GOAL
In the reply about Spark UDFs below, write out the passage from "Usually I'd say, can" up to and including "existing better solutions.", replacing "workaround" with "approach".

PAGE EXCERPT
Interesting, what does non-deterministic do except have this effect?
aside from the naming, it could be a fine use of this flag if that's
all it effectively does. I'm not sure I'd introduce another flag with
the same semantics just over naming. If anything 'expensive' also
isn't the right word, more like 'try not to evaluate multiple times'.

Why isn't caching the answer? I realize it's big, but you can cache to
disk. This may be faster than whatever plan reordering has to happen
to evaluate once.

Usually I'd say, can you redesign your UDF and code to be more
efficient too? or use a big a cluster if that's really what you need.

At first look, no I don't think this Spark-side workaround for naming
for your use case is worthwhile. There are existing better solutions.

On Thu, Nov 7, 2019 at 2:45 AM Enrico Minack <m...@enrico.minack.dev> wrote:
>
> Hi all,
>
> Running expensive deterministic UDFs that return complex types, followed by 
> multiple references to those results cause Spark to evaluate the UDF multiple 
> times per row. This has been reported and discussed before: SPARK-18748 
> SPARK-17728
>
>     val f: Int => Array[Int]
>     val udfF = udf(f)
>     df
>       .select($"id", udfF($"id").as("array"))
>       .select($"array"(0).as("array0"), $"array"(1).as("array1"))

RECORDS
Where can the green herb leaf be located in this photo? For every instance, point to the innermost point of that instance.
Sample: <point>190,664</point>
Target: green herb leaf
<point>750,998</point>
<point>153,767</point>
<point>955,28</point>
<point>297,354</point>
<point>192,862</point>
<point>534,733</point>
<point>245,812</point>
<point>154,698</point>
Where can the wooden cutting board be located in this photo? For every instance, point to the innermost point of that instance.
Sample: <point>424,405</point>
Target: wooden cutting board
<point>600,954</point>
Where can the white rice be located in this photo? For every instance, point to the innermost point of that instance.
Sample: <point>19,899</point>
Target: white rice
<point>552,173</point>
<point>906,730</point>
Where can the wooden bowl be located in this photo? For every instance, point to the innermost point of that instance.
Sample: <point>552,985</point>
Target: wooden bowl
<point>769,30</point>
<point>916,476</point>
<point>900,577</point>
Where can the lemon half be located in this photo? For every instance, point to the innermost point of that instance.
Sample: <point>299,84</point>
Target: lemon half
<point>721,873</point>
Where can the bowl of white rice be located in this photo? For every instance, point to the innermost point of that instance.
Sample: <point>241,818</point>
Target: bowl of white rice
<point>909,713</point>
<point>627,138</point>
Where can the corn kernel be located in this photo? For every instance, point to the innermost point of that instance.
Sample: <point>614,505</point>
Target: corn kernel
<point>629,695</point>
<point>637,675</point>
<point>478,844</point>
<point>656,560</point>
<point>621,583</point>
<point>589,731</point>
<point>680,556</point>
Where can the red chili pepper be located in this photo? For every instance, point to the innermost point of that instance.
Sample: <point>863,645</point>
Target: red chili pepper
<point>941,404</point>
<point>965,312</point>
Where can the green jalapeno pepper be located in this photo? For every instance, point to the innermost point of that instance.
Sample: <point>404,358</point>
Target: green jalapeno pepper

EXERCISE RESPONSE
Usually I'd say, can you redesign your UDF and code to be more
efficient too? or use a big a cluster if that's really what you need.

At first look, no I don't think this Spark-side approach for naming
for your use case is worthwhile. There are existing better solutions.